# WHAT THE TASK REQUIRES:
Continue the profile of Jennifer R. Brown from where it stops.

# DOCUMENT PASSAGE:
----------------------------------------

Jennifer R. Brown, MD, PhD, understands that the goal for patients with cancer requires the highest standards of care, but delivering on that goal is a complicated clinical challenge.
Ensuring and promoting educational opportunities are paramount goals for Jennifer R. Brown, MD, PhD, president-elect of the Society of Hematologic Oncology. Brown, the Worthington and Margaret Collette professor of medicine in the field of hematologic oncology at Harvard Medical School and director, Chronic Lymphocytic Leukemia Center at Dana-Farber Cancer Institute, understands that the goal for patients with cancer requires the highest standards of care, but delivering on that goal is a complicated clinical challenge.
“Our goal is to ensure that educational opportunities for hematologists and oncologists are widely available, not just for those who are in the United States, but globally,” Brown said during an interview prior to the 10th Annual Meeting of the Society of Hematologic Oncology (SOHO 2022). Good practice standards need to be implemented for patients and the first step is to provide educational access, Brown said.

----------------------------------------

# DATASET ENTRIES:
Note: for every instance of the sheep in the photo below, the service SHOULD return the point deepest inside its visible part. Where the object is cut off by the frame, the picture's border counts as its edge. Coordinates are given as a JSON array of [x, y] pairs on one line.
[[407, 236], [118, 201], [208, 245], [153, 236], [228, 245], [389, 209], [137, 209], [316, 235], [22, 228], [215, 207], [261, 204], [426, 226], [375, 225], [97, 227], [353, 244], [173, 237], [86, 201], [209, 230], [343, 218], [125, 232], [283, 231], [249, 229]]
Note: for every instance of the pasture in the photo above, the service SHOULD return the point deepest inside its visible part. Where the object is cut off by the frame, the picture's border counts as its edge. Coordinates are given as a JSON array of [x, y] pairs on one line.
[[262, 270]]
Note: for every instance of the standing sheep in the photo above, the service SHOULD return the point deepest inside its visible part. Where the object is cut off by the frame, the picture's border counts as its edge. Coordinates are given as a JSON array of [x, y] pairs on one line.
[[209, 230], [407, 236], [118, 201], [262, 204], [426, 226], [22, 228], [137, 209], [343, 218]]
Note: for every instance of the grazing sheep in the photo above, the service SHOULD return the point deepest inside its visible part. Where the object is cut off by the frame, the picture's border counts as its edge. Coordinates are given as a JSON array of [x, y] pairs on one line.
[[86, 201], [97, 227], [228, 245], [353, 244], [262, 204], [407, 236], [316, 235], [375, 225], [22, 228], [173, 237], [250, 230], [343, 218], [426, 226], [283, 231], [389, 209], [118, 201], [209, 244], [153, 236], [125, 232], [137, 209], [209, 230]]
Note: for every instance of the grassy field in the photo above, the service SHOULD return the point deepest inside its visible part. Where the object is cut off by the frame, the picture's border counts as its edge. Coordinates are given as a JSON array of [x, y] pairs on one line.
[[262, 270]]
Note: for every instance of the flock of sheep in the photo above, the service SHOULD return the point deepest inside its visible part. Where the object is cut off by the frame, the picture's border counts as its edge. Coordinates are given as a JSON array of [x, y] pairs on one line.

----------------------------------------

# TASK RESULT:
SOHO 2022 promotes those standards by making certain that the annual meeting is open, accessible, and hospitable to investigators from around the world. Travel assistance is provided for junior faculty and for those who come from underserved areas. The fully accessible virtual platform of the meeting is another vehicle used to educate globally, with on-demand access and enduring materials kept available for 1 year post meeting.
“Because of the pandemic, virtual opportunities for education have expanded,” Brown said. With SOHO 2022’s widespread virtual access, the opportunities to greatly increase the audience exists.
One thing that Brown is looking forward to is the in-person interaction that SOHO 2022 will afford. Though virtual access is often more convenient, the benefits of in-person learning and interaction cannot be overlooked. “I think many of my physician colleagues enjoy the ability to interact and ask questions before, during, and after presentations and sessions,” Brown said.
“There is a lot of value in having everyone in a room together,” she said, adding that the interactions between presenters or speakers and the audience are always enjoyable and intriguing. “Speakers get a sense of what the audience is thinking, and the questions generated are an interesting measure of everyone’s interests. There is much more interaction in the live setting than virtual.”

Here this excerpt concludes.